— EXERCISE DIRECTIONS —
Can you transcribe the data exactly? Leave the pictures out.
▼▼▼
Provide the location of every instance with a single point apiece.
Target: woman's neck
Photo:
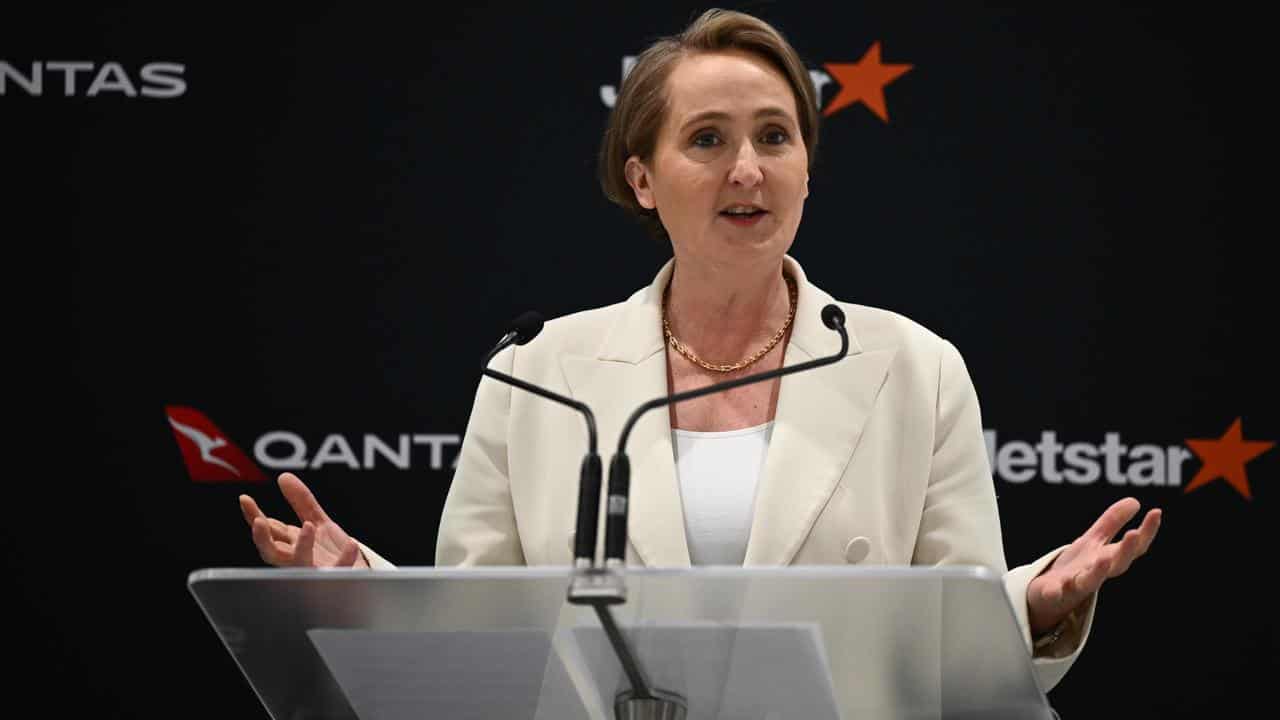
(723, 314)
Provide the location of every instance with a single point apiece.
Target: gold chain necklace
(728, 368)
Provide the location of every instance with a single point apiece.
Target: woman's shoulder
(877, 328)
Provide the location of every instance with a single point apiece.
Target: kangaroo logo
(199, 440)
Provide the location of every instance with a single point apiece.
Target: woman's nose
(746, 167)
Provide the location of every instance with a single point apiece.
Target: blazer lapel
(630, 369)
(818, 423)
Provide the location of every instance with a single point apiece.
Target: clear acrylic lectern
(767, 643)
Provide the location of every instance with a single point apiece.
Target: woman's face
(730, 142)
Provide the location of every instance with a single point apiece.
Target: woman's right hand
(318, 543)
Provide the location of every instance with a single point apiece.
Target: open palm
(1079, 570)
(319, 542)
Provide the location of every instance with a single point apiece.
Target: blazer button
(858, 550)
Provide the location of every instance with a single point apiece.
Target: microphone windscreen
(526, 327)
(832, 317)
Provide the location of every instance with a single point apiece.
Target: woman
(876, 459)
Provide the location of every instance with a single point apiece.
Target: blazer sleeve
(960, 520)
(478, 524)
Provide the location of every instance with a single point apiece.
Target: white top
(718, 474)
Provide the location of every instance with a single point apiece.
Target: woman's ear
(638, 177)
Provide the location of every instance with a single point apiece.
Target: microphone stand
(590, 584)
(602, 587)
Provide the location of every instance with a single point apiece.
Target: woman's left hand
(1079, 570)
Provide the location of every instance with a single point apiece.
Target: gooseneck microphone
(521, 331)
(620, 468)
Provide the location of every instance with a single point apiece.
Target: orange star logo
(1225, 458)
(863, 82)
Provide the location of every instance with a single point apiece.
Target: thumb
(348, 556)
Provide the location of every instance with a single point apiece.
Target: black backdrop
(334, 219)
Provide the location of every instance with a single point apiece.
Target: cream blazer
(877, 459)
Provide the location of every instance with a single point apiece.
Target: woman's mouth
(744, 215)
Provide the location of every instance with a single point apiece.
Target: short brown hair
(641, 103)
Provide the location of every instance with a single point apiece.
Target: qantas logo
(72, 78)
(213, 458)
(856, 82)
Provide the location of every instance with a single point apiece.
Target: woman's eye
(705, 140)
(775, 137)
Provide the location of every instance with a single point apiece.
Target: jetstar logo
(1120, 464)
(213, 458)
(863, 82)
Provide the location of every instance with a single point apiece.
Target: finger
▲▲▲
— SOLUTION TO THIS EXERCISE —
Provide the location of every instance with a single point apiece.
Target: woman's neck
Photo:
(723, 314)
Provide the location of every instance with a single point apiece.
Target: gold chain necklace
(728, 368)
Provide the location of every instance with a single point apiece.
Target: woman's shoulder
(877, 328)
Provide the location of every instance with a single point apiece.
Target: kangaroo logo
(199, 440)
Provide the location of every instance with a single point apiece.
Target: woman's nose
(746, 167)
Provide the location of every instance with a single point apiece.
Target: blazer lapel
(630, 369)
(818, 423)
Provide the location of every instance with a single point apiece.
Target: clear acrylic lectern
(767, 643)
Provide the location of every instance with a single point apiece.
Target: woman's face
(730, 142)
Provide the location of every instance with a single point apiece.
Target: woman's right hand
(318, 543)
Provide the location of every instance with a single point apiece.
Target: open palm
(1079, 570)
(319, 542)
Provide the location of every instance with a single point apiece.
Target: blazer button
(858, 550)
Provide the location of every instance with a single point apiece.
Target: microphone windscreen
(526, 327)
(832, 317)
Provide the location of every instance with a single point apiece.
Target: woman
(876, 459)
Provide the location of every instance with a single point apiece.
Target: blazer sleeve
(960, 520)
(478, 524)
Provide the location of every instance with a single point apiece.
Target: white top
(718, 474)
Provide the location of every instance with a single point apiece.
Target: woman's ear
(638, 177)
Provide the location of every instance with a single point apiece.
Target: microphone stand
(590, 584)
(602, 587)
Provide the location of every instance with a single point apiece.
Target: woman's left hand
(1079, 570)
Provide the location of every instance with a single point apiece.
Target: gooseneck microphone
(521, 331)
(620, 468)
Provide the location of every instance with a single point apiece.
Target: orange star logo
(1225, 458)
(863, 82)
Provide the location of every instance with a single point apiece.
Target: thumb
(348, 556)
Provide the location of every instance with a single point apiece.
Target: black backdrop
(334, 219)
Provide the location of every instance with a single point apiece.
Target: cream blazer
(877, 459)
Provide the location of every instance with a single point apiece.
Target: woman's mouth
(744, 215)
Provide the location of every instance with a single point apiece.
Target: short brown hair
(641, 103)
Provide the location of every instance with a single point apiece.
Target: qantas logo
(72, 78)
(213, 458)
(856, 82)
Provide the location of every instance with a single point apiece.
Target: woman's eye
(705, 140)
(775, 137)
Provide the location of every instance with a single point apiece.
Target: jetstar logo
(1120, 464)
(213, 458)
(863, 82)
Provide the location of every instance with a single point apiece.
Target: finger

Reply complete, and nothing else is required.